- **Page extract**:
Here we have defined a new workbook. At least one sheet is always made with a workbook.

wb = Workbook()

We get the location of the active sheet.

sheet['A1'] = 87  
sheet['A2'] = 'Devansh'

We have saved all data to the sample_file.xlsx file using the save() method.

Openpyxl Write Data to Cell

We can add data to the excel file using the following Python code. First, we will import the load_workbook function from the openpyxl module, then create the object of the file and pass filepath as an argument. Consider the following code:

from openpyxl import load_workbook  
wb = load_workbook(r'C:\Users\DEVANSH SHARMA\Desktop\demo.xlsx')  
  
sheet = wb.active  
sheet['A1'] = 'Devansh Sharma'  
  
sheet.cell(row=2, column=2).value = 5  
wb.save(r'C:\Users\DEVANSH SHARMA\Desktop\demo.xlsx')

Output:

Openpyxl Write Data to Cell

Openpyxl Append values

Openpyxl provides an append() method, which is used to append the group of values. We can append any type of value. These values are appended at the bottom of the current working sheet. Consider the following code:

from openpyxl import Workbook  
  
wb = Workbook()  
sheet = wb.active  
  
data = (  
    (11, 48, 50),  
    (81, 30, 82),  
    (20, 51, 72),  
    (21, 14, 60),  
    (28, 41, 49),  
    (74, 65, 53),  
    ("Peter", 'Andrew',45.63)  
)

- **Given task 1**: Update the records, beginning at the line that contains "If you could mark the tent canopy" and stopping after the line that contains "<point>85,624</point>": replace "black loudspeaker" with "silver loudspeaker" and leave everything else unchanged.
The openpyxl tutorial extract bears no relation to the records.

- **Raw data**:

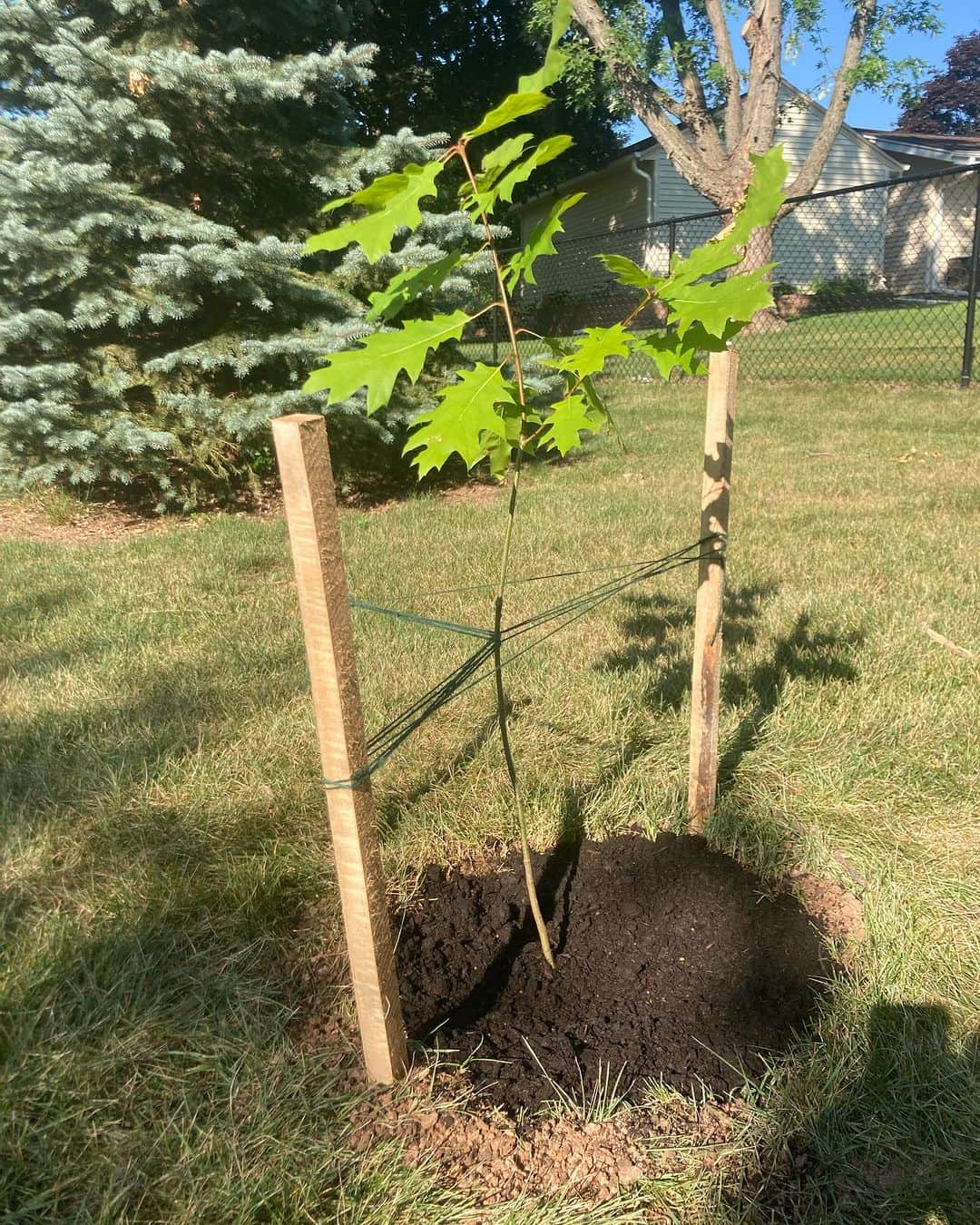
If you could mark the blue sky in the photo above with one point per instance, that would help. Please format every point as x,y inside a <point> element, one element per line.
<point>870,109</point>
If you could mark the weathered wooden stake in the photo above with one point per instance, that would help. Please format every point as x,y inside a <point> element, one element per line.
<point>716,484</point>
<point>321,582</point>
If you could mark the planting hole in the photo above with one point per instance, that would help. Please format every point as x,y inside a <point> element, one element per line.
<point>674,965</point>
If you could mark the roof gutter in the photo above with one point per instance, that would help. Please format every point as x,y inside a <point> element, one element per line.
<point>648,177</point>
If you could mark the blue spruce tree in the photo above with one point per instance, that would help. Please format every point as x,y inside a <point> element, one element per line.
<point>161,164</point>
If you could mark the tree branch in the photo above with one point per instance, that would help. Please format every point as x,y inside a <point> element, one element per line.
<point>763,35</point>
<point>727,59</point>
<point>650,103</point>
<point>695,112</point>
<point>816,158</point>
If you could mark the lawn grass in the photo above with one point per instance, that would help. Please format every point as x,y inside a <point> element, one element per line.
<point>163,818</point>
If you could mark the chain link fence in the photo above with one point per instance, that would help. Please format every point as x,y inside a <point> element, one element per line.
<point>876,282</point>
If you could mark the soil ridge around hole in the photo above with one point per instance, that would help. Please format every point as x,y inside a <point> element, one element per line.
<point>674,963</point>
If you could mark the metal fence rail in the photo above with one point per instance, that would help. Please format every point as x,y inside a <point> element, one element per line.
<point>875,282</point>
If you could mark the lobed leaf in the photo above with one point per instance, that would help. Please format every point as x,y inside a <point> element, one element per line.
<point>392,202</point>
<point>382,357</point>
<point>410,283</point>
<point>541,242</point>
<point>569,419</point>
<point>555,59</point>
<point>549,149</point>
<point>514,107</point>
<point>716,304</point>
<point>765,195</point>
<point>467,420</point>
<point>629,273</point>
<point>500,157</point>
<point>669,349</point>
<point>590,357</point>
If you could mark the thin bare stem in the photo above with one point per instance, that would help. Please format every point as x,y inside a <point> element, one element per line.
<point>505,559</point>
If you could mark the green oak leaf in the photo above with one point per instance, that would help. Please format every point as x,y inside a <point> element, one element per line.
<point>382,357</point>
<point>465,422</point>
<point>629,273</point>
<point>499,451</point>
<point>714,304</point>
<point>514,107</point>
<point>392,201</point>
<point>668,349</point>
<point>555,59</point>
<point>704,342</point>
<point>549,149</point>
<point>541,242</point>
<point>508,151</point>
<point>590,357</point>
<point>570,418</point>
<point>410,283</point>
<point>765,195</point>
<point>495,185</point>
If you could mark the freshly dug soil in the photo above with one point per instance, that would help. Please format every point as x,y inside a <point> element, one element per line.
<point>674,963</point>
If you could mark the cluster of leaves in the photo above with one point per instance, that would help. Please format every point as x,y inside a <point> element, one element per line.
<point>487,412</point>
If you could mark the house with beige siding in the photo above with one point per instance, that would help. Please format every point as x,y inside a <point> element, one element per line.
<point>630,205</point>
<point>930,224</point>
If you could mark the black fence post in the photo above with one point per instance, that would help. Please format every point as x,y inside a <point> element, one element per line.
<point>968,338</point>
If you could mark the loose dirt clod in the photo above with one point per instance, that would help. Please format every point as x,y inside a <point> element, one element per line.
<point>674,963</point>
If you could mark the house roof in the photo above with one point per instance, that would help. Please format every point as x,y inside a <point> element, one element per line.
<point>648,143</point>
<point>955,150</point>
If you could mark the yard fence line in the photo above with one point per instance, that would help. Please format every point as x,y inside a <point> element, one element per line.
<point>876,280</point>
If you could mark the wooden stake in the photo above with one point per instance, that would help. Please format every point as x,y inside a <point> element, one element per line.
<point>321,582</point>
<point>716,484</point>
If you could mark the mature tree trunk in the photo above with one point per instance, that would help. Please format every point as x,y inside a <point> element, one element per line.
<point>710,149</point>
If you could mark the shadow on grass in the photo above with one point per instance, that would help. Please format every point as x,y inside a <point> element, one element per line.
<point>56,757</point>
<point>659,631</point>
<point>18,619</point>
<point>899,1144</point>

==

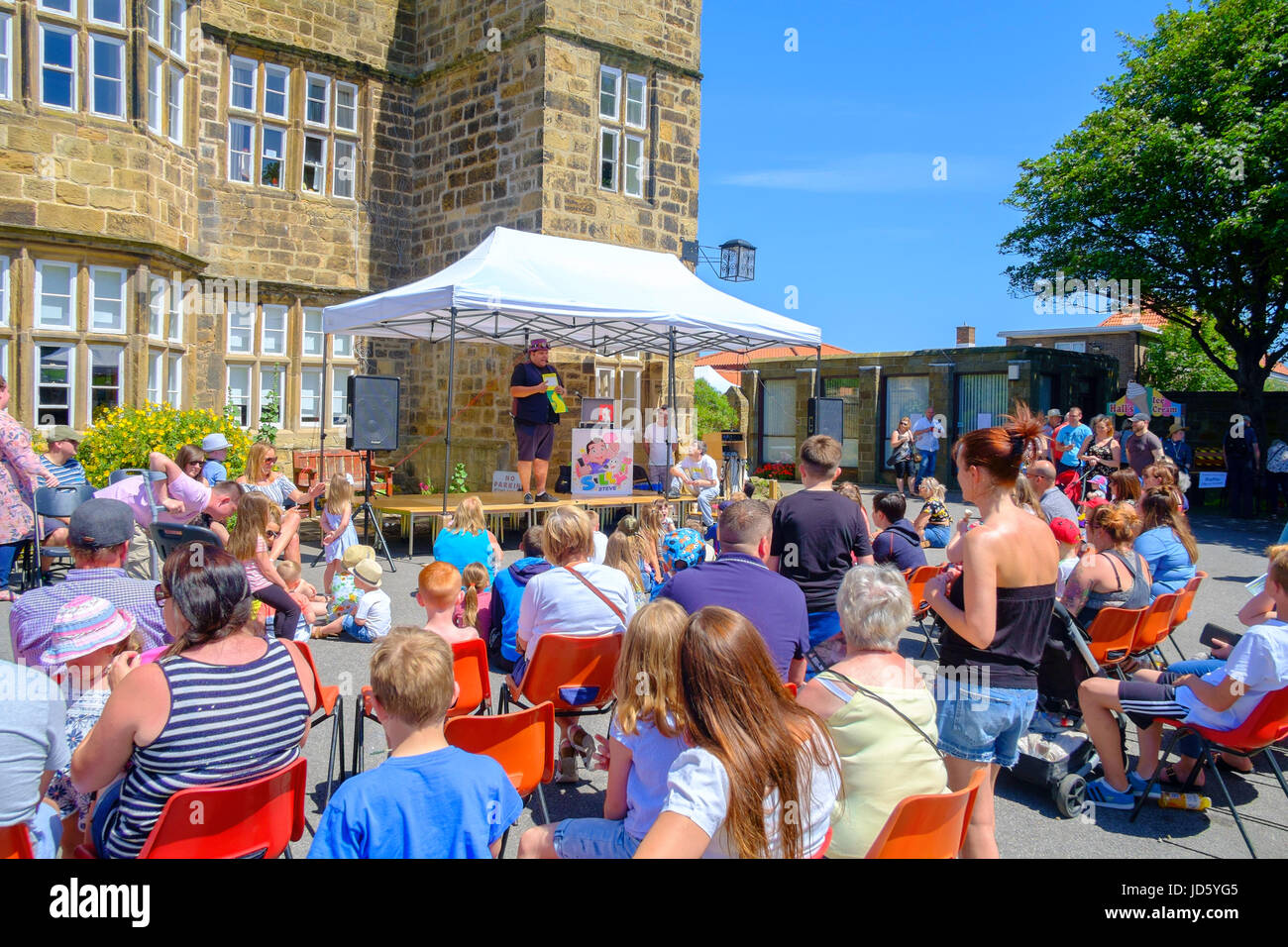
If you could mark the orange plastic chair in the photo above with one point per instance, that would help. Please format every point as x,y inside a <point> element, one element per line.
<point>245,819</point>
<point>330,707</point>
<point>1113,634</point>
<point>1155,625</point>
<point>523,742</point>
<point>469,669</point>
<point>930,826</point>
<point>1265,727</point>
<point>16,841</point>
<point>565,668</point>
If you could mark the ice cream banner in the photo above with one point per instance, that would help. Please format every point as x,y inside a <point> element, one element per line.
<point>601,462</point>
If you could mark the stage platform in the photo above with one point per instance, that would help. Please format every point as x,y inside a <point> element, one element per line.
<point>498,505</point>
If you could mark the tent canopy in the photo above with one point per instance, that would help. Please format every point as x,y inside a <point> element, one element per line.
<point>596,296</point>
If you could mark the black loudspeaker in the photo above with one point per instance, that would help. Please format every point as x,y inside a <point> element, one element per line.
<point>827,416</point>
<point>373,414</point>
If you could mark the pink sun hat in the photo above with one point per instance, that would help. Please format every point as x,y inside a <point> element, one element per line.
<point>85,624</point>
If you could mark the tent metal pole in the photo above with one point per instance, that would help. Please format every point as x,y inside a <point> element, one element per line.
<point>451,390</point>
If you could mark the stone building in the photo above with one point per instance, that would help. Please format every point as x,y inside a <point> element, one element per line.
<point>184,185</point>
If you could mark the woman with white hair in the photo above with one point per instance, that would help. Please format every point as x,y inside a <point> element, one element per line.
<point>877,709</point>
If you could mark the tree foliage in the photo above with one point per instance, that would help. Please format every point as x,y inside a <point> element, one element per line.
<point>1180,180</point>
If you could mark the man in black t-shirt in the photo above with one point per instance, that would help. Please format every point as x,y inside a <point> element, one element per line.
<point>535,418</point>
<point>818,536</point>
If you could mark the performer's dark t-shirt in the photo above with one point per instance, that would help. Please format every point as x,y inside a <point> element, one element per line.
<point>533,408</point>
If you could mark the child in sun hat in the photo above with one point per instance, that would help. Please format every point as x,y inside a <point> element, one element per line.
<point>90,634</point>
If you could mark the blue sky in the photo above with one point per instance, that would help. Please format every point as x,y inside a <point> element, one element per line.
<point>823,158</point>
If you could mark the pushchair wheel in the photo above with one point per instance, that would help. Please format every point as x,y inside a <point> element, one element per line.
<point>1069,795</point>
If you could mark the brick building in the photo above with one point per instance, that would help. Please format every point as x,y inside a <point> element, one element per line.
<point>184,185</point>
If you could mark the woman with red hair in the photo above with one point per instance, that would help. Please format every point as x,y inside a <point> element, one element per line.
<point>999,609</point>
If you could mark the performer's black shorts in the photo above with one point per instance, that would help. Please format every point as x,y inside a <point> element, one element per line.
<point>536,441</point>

- **Given task 2**: According to the openpyxl tutorial extract, where are the values added by the append() method placed?

- **Correct result 1**:
If you could mark the tent canopy in the photo above with one point per instance, that would help. Please format every point as x,y inside a <point> element, one element per line.
<point>596,296</point>
If you could mark the silver loudspeaker in the photo above with one point per instance, that would help. Please format every point as x,y inside a <point> element, one element per line.
<point>827,416</point>
<point>373,414</point>
If you could mark the pink sun hat in the photo above with one point per instance, that would help. Please format every point as x,y inside a <point> element, one element per line.
<point>85,624</point>

- **Correct result 2**: At the bottom of the current working sheet.